----- Dataset content -----
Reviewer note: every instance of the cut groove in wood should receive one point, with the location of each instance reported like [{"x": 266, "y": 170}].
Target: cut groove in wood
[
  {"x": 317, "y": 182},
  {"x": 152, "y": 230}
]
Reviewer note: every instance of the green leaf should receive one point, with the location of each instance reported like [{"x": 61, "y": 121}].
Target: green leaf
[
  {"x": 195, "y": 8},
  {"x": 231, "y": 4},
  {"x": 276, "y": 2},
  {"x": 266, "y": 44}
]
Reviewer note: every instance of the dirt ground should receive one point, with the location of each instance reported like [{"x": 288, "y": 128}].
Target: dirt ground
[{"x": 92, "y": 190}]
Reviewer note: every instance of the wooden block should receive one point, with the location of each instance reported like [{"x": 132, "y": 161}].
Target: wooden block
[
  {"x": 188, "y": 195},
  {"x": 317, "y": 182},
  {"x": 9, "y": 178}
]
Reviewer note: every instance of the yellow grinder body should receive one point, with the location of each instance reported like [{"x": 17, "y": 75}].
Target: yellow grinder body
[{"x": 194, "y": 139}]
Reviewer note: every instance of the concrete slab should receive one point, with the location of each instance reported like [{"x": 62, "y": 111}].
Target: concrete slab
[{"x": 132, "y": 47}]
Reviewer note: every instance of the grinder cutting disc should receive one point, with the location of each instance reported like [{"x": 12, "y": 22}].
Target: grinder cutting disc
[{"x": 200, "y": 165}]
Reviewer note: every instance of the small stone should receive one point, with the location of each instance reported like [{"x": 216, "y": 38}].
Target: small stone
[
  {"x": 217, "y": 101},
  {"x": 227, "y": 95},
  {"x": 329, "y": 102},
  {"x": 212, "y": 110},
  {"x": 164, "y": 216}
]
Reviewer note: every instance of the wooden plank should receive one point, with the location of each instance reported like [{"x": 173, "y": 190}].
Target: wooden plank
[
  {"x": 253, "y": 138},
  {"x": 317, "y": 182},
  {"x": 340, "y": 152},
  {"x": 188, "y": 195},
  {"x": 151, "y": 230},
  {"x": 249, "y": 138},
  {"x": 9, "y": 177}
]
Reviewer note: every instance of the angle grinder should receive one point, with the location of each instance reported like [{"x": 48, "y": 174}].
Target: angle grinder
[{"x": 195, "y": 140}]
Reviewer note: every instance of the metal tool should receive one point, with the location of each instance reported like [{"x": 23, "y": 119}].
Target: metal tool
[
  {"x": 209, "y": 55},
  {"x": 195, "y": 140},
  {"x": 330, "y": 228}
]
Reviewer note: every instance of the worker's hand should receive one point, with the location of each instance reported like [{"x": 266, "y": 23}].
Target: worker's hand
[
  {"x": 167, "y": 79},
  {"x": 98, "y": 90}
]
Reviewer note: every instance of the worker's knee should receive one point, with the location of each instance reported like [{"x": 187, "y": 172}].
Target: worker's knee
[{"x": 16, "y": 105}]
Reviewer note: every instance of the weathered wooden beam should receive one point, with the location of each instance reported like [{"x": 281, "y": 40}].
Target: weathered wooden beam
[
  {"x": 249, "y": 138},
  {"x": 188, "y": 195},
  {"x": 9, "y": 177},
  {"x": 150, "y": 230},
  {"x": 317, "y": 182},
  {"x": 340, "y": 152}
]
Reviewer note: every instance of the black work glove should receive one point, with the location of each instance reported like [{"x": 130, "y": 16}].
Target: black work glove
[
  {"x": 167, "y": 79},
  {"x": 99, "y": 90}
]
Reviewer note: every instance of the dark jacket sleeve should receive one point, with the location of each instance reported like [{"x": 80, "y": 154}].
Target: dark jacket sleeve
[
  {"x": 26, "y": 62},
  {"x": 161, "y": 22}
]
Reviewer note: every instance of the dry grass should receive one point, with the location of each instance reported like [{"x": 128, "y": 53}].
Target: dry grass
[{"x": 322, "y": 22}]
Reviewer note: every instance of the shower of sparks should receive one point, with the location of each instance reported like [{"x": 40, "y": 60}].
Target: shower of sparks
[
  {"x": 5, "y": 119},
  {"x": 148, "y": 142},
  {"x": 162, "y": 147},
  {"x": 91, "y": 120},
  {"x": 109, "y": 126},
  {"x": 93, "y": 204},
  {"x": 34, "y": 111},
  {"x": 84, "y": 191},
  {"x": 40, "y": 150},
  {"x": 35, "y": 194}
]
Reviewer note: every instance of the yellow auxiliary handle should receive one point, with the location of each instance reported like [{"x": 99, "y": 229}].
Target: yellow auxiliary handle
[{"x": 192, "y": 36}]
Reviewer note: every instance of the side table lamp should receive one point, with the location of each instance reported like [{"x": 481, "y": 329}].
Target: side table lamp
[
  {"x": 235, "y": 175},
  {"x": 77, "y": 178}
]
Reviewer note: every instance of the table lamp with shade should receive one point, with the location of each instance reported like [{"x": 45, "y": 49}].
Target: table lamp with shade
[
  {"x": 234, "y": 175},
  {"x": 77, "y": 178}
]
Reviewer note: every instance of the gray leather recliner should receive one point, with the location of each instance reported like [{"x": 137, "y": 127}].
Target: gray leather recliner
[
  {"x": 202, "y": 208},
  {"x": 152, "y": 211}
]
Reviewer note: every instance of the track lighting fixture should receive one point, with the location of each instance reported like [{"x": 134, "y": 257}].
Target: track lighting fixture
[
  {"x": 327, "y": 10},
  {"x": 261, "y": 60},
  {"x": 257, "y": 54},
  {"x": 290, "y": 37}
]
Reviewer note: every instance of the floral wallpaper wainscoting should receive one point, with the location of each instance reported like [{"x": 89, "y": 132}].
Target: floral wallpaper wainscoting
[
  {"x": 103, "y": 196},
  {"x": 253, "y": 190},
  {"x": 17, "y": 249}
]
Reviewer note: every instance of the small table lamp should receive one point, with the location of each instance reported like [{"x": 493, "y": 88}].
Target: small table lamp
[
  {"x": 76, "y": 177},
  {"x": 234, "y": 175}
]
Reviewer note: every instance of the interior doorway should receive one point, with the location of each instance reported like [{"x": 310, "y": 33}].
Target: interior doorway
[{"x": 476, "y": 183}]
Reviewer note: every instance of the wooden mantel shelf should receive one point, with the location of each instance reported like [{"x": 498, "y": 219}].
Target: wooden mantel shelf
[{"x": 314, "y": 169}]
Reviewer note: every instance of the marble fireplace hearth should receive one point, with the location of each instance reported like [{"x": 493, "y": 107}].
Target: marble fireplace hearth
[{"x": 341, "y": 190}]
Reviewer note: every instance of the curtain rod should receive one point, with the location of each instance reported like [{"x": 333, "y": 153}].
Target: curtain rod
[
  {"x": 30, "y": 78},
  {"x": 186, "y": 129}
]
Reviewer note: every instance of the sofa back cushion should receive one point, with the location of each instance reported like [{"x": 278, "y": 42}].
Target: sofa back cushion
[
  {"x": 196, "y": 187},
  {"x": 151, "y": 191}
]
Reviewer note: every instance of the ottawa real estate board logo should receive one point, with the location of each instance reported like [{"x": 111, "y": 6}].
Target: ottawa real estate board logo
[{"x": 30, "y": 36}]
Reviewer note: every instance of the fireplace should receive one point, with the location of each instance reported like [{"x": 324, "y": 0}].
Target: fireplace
-----
• Requirement
Repeat the records above in full, word for word.

• Task result
Reviewer note: every instance of the cut groove in wood should receive one point, with the location of each instance reported like [{"x": 266, "y": 170}].
Target: cut groove in wood
[
  {"x": 317, "y": 182},
  {"x": 152, "y": 230}
]
Reviewer note: every instance of the green leaf should receive one point, with the location of each instance reported like [{"x": 61, "y": 121}].
Target: green leaf
[
  {"x": 195, "y": 8},
  {"x": 231, "y": 4},
  {"x": 276, "y": 2},
  {"x": 266, "y": 44}
]
Reviewer note: every instance of the dirt ground should receive one point, with the location of each instance reported like [{"x": 288, "y": 128}].
Target: dirt ground
[{"x": 92, "y": 190}]
Reviewer note: every instance of the wooden block should receive one point, with the location of each instance reported like [{"x": 132, "y": 161}].
Target: wooden block
[
  {"x": 188, "y": 195},
  {"x": 317, "y": 182},
  {"x": 9, "y": 178}
]
Reviewer note: every instance of the yellow grinder body should receive one point, with the location of each instance reported like [{"x": 17, "y": 75}].
Target: yellow grinder body
[{"x": 194, "y": 139}]
Reviewer note: every instance of the concrete slab should receive one point, with the location of each instance reported like [{"x": 62, "y": 111}].
Target: concrete slab
[{"x": 132, "y": 47}]
Reviewer note: every instance of the grinder cutting disc should receive one point, with the location of each instance reported like [{"x": 12, "y": 22}].
Target: grinder cutting disc
[{"x": 200, "y": 165}]
Reviewer note: every instance of the small stone should receive one point, with the location of each instance reported like [{"x": 216, "y": 38}].
Target: small stone
[
  {"x": 217, "y": 101},
  {"x": 227, "y": 95},
  {"x": 329, "y": 102},
  {"x": 212, "y": 110},
  {"x": 164, "y": 216}
]
Reviewer note: every instance of the wooden plank should receive one point, with the location of each instance reported like [{"x": 173, "y": 190}].
Target: wooden plank
[
  {"x": 253, "y": 138},
  {"x": 317, "y": 182},
  {"x": 340, "y": 152},
  {"x": 188, "y": 195},
  {"x": 151, "y": 230},
  {"x": 249, "y": 138},
  {"x": 9, "y": 177}
]
Reviewer note: every instance of the angle grinder should receive one point, with the location of each instance reported like [{"x": 48, "y": 174}].
Target: angle grinder
[{"x": 195, "y": 140}]
Reviewer note: every instance of the metal tool should receive one point, with the location of each instance reported like [{"x": 23, "y": 119}].
Target: metal tool
[
  {"x": 209, "y": 55},
  {"x": 195, "y": 140},
  {"x": 330, "y": 228}
]
Reviewer note: every instance of the worker's hand should receive one point, with the location of each instance reported like [{"x": 266, "y": 23}].
Target: worker's hand
[
  {"x": 167, "y": 79},
  {"x": 98, "y": 90}
]
Reviewer note: every instance of the worker's knee should receive one point, with the location of each instance reported like [{"x": 187, "y": 172}].
Target: worker's knee
[{"x": 16, "y": 105}]
Reviewer note: every instance of the weathered wooden beam should receive one point, with the location of each instance reported like [{"x": 281, "y": 40}].
Target: weathered wooden beam
[
  {"x": 249, "y": 138},
  {"x": 188, "y": 195},
  {"x": 9, "y": 177},
  {"x": 150, "y": 230},
  {"x": 317, "y": 182},
  {"x": 340, "y": 152}
]
Reviewer note: every instance of the black work glove should receive one point, with the location of each instance reported like [{"x": 130, "y": 16}].
Target: black work glove
[
  {"x": 167, "y": 79},
  {"x": 99, "y": 90}
]
Reviewer note: every instance of the dark jacket sleeve should receive one point, with the location of each instance reported like [{"x": 80, "y": 154}].
Target: dark jacket sleeve
[
  {"x": 26, "y": 62},
  {"x": 161, "y": 22}
]
Reviewer note: every instance of the dry grass should receive one point, with the location of each instance reported like [{"x": 128, "y": 53}].
Target: dry grass
[{"x": 322, "y": 22}]
Reviewer note: every instance of the shower of sparks should receive one point, with the location of each instance reported like [{"x": 40, "y": 60}].
Target: shower of sparks
[
  {"x": 5, "y": 119},
  {"x": 148, "y": 142},
  {"x": 162, "y": 147},
  {"x": 91, "y": 120},
  {"x": 109, "y": 126},
  {"x": 93, "y": 204},
  {"x": 34, "y": 111},
  {"x": 84, "y": 191},
  {"x": 40, "y": 150},
  {"x": 35, "y": 194}
]
Reviewer note: every instance of the yellow auxiliary handle should receive one point, with the location of each instance reported like [{"x": 99, "y": 229}].
Target: yellow auxiliary handle
[{"x": 192, "y": 36}]
Reviewer note: every instance of the side table lamp should receive one point, with the location of each instance reported like [{"x": 481, "y": 329}].
Target: side table lamp
[
  {"x": 235, "y": 175},
  {"x": 77, "y": 178}
]
Reviewer note: every instance of the table lamp with shade should receive one point, with the location of each instance reported like [{"x": 45, "y": 49}].
Target: table lamp with shade
[
  {"x": 234, "y": 175},
  {"x": 77, "y": 178}
]
Reviewer note: every instance of the gray leather recliner should receive one point, with the location of each instance reported like [{"x": 137, "y": 127}].
Target: gray leather recliner
[
  {"x": 202, "y": 208},
  {"x": 152, "y": 211}
]
Reviewer note: every instance of the track lighting fixture should receive one point, with the location of each instance reported like [{"x": 134, "y": 257}].
Target: track lighting fixture
[
  {"x": 327, "y": 10},
  {"x": 261, "y": 60},
  {"x": 257, "y": 54},
  {"x": 290, "y": 37}
]
Reviewer note: every instance of the floral wallpaper wainscoting should receive one point, with the location of each instance reported like [{"x": 89, "y": 132}].
Target: floral wallpaper wainscoting
[
  {"x": 103, "y": 196},
  {"x": 253, "y": 190},
  {"x": 17, "y": 249}
]
Reviewer note: every instance of the small table lamp should receive one point, with the location of each instance reported like [{"x": 493, "y": 88}].
Target: small table lamp
[
  {"x": 76, "y": 177},
  {"x": 234, "y": 175}
]
Reviewer note: every instance of the interior doorway should receive one point, with the location of each instance reported like [{"x": 310, "y": 33}].
Target: interior doorway
[{"x": 476, "y": 183}]
Reviewer note: every instance of the wooden mantel shelf should receive one point, with the location of each instance reported like [{"x": 498, "y": 219}].
Target: wooden mantel shelf
[{"x": 314, "y": 169}]
Reviewer note: every instance of the marble fireplace hearth should receive one point, with the location of each instance reported like [{"x": 493, "y": 107}].
Target: marble fireplace hearth
[{"x": 341, "y": 190}]
Reviewer note: every instance of the curtain rod should receive one point, with the location of each instance reported like [{"x": 333, "y": 153}].
Target: curtain rod
[
  {"x": 30, "y": 78},
  {"x": 186, "y": 129}
]
Reviewer note: every instance of the sofa back cushion should receive one point, with the location of each instance reported like [{"x": 278, "y": 42}].
Target: sofa back cushion
[
  {"x": 196, "y": 187},
  {"x": 151, "y": 191}
]
Reviewer note: every instance of the ottawa real estate board logo should receive one point, with the location of each instance reported like [{"x": 111, "y": 6}].
Target: ottawa real estate board logo
[{"x": 30, "y": 36}]
Reviewer note: every instance of the fireplace should receive one point, with the location of each instance reported like [{"x": 324, "y": 0}].
Target: fireplace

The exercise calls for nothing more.